:: Provided records ::
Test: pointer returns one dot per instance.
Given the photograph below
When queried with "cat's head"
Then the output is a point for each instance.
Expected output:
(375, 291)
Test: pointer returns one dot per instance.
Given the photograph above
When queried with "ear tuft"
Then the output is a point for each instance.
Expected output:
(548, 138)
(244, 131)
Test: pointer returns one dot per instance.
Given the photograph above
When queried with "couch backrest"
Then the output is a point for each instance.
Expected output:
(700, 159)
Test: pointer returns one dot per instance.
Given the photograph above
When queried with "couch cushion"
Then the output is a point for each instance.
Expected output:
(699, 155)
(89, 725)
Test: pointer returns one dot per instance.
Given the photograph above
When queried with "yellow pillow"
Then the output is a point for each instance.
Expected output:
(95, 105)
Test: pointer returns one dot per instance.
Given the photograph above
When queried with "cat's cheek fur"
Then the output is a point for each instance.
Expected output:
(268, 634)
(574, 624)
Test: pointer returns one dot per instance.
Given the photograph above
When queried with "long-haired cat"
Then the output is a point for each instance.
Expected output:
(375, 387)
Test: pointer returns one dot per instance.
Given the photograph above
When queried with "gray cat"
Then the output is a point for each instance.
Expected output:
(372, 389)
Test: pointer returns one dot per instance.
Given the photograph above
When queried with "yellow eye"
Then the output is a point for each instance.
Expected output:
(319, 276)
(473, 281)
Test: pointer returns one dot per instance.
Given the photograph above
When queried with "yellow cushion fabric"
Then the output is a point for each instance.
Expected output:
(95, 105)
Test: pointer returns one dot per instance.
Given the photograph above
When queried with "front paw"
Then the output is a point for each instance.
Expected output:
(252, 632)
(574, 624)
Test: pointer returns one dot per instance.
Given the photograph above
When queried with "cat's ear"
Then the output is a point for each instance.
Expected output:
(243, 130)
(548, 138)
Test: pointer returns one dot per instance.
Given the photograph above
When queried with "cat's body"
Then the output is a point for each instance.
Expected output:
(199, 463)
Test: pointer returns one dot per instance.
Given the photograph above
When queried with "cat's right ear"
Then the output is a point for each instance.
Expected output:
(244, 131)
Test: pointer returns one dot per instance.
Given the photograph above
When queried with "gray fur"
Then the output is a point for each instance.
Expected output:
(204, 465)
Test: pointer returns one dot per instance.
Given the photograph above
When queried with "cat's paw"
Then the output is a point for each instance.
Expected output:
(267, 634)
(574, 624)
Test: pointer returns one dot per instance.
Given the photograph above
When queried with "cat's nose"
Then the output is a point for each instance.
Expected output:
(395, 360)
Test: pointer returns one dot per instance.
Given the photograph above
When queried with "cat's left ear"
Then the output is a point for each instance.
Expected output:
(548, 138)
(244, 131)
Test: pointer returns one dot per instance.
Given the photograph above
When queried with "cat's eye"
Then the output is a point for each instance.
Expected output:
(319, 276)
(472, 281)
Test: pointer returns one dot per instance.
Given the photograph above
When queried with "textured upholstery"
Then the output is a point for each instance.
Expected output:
:::
**Aim**
Write out the material from the first line to the last, exactly.

**Exercise answer**
Test: pointer returns one dot per instance.
Given the photograph below
When queried with "cat's head"
Then the output is a point for each instance.
Expected output:
(375, 291)
Test: pointer returns one dot per instance.
Given the photograph above
When queried with "ear tuft"
Then the output is a point for each instance.
Expected output:
(548, 138)
(244, 131)
Test: pointer returns one dot per instance.
Given the photograph above
When queried with "couch backrest"
Then the output is a point for each instance.
Expected output:
(700, 159)
Test: pointer returns one dot per instance.
Given the photograph above
When queried with "couch cushion"
Then the output is a point for each instance.
Expected output:
(699, 155)
(89, 725)
Test: pointer returns one dot per instance.
Given the photograph above
When queried with "yellow pillow"
Then the output is a point for each instance.
Expected output:
(95, 105)
Test: pointer returns one dot per instance.
Given the photograph above
When queried with "cat's cheek fur"
Then the output is a point for each instance.
Expected output:
(268, 634)
(574, 624)
Test: pointer returns one dot per instance.
Given the photograph above
When queried with "long-haired cat"
Then the output is a point for each instance.
Expected output:
(375, 387)
Test: pointer returns one dot per instance.
Given the photograph above
When queried with "gray cat"
Then the output is a point for each instance.
Expected output:
(372, 389)
Test: pointer returns one dot per instance.
Given the photograph above
When queried with "yellow eye"
Then the output is a point for each instance.
Expected output:
(319, 276)
(473, 281)
Test: pointer returns one dot per instance.
Given the photograph above
When queried with "yellow cushion fabric"
Then the output is a point for each instance.
Expected output:
(95, 105)
Test: pointer returns one dot per instance.
Given the photograph above
When queried with "front paw"
Then the output is a point for each instance.
Expected output:
(252, 632)
(574, 624)
Test: pointer returns one dot per instance.
Given the photograph above
When queried with "cat's ear"
Then the output is a point for each instance.
Expected output:
(243, 130)
(548, 138)
Test: pointer returns one dot per instance.
Given the photograph above
When queried with "cat's body"
Then the output is a point for each instance.
Expected output:
(199, 463)
Test: pointer returns one dot per instance.
Given the photograph above
When queried with "cat's right ear"
Then the output is a point for each instance.
Expected output:
(244, 131)
Test: pointer returns one dot per instance.
Given the photograph above
When queried with "gray fur"
Then the output is a point for each instance.
Expected output:
(204, 465)
Test: pointer returns one dot per instance.
Given the photograph above
When queried with "cat's paw"
Then the output is a point for each instance.
Expected output:
(267, 634)
(574, 624)
Test: pointer returns one dot per instance.
Given the photograph above
When queried with "cat's nose"
Then the output is a point for each instance.
Expected output:
(395, 360)
Test: pointer returns one dot per instance.
Given the photograph above
When queried with "cat's left ear"
Then the output is a point for each instance.
Expected output:
(548, 138)
(244, 131)
Test: pointer returns one dot per instance.
Given the photograph above
When queried with "cat's eye"
Then the output is a point for each instance.
Expected output:
(319, 276)
(472, 281)
Test: pointer returns one dot per instance.
Given the photograph above
When queried with "textured upholstery"
Then the output is a point for each instance.
Expected output:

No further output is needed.